What you should do:
Your answer should consist of all lines in the listing that hold the word "wooden".

Input records:
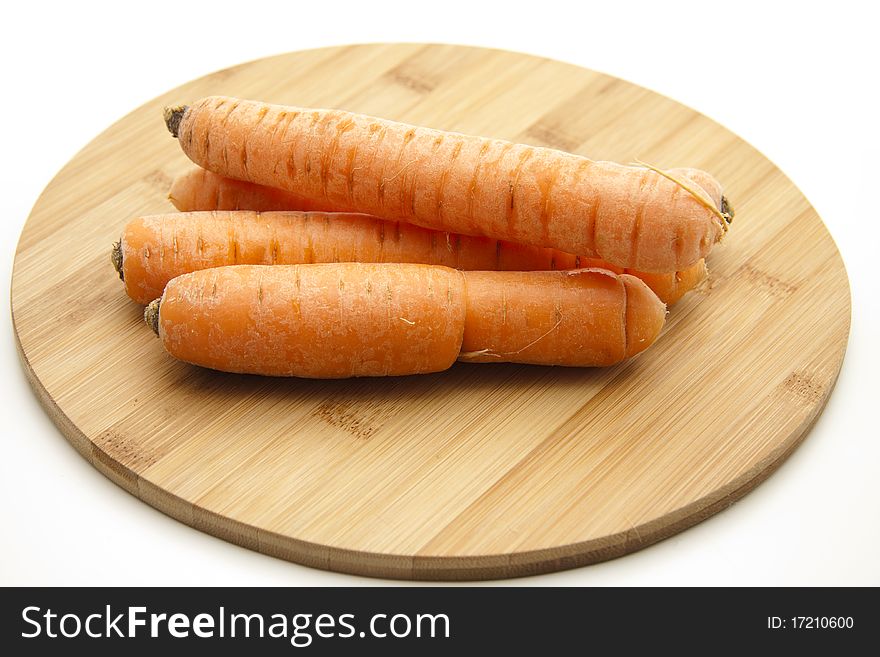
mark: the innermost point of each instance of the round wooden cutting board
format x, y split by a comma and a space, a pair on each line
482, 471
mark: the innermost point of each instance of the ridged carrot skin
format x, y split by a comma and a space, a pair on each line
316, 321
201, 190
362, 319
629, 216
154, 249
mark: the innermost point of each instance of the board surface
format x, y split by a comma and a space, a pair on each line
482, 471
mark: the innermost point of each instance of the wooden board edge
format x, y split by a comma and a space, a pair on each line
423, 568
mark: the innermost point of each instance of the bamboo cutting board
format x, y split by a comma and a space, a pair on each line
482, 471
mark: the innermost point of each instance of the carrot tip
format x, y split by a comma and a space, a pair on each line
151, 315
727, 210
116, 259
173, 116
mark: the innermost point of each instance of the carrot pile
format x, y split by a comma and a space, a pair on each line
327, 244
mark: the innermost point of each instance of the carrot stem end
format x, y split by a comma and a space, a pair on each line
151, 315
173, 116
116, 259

...

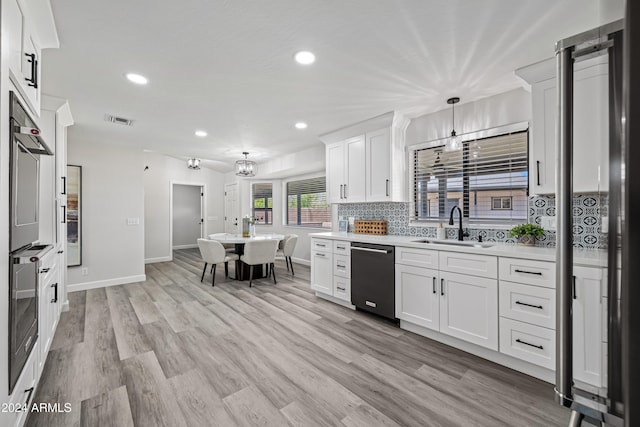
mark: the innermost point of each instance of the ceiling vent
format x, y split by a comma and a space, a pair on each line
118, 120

---

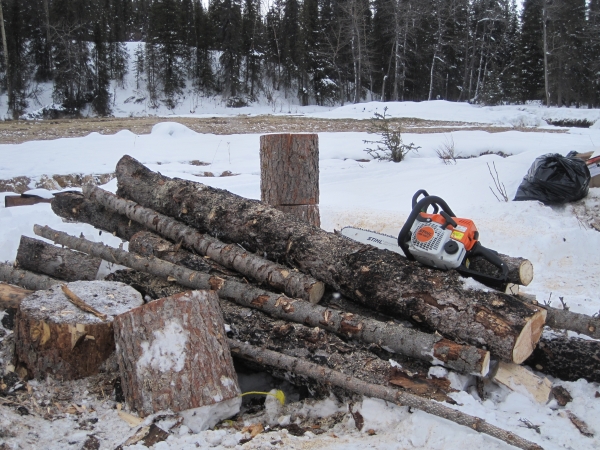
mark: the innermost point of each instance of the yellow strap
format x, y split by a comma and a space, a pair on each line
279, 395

Task response:
mark: the innermost point of each instance of the round wooden cutting board
mark: the innermost point of each instance of the wooden board edge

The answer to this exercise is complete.